EXERCISE DETAILS:
Copy out each of the entries below word for word, keeping every line as it stands.

EXERCISE INPUTS:
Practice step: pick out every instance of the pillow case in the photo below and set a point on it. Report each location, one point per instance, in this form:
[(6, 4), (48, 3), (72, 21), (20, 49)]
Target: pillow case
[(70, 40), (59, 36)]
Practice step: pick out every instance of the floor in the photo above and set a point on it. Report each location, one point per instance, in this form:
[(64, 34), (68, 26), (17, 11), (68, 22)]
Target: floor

TASK ANSWER:
Practice step: pick out every instance of the pillow case in the photo below and set a point on it. Report each location, one point per instance, in this form:
[(6, 4), (48, 3), (72, 21), (20, 49)]
Target: pillow case
[(70, 40), (59, 36)]
Practice step: pick out every instance of the floor in the photo above and set a point on it. Report each location, one point per instance, in this form:
[(64, 34), (68, 26), (17, 11), (68, 22)]
Target: floor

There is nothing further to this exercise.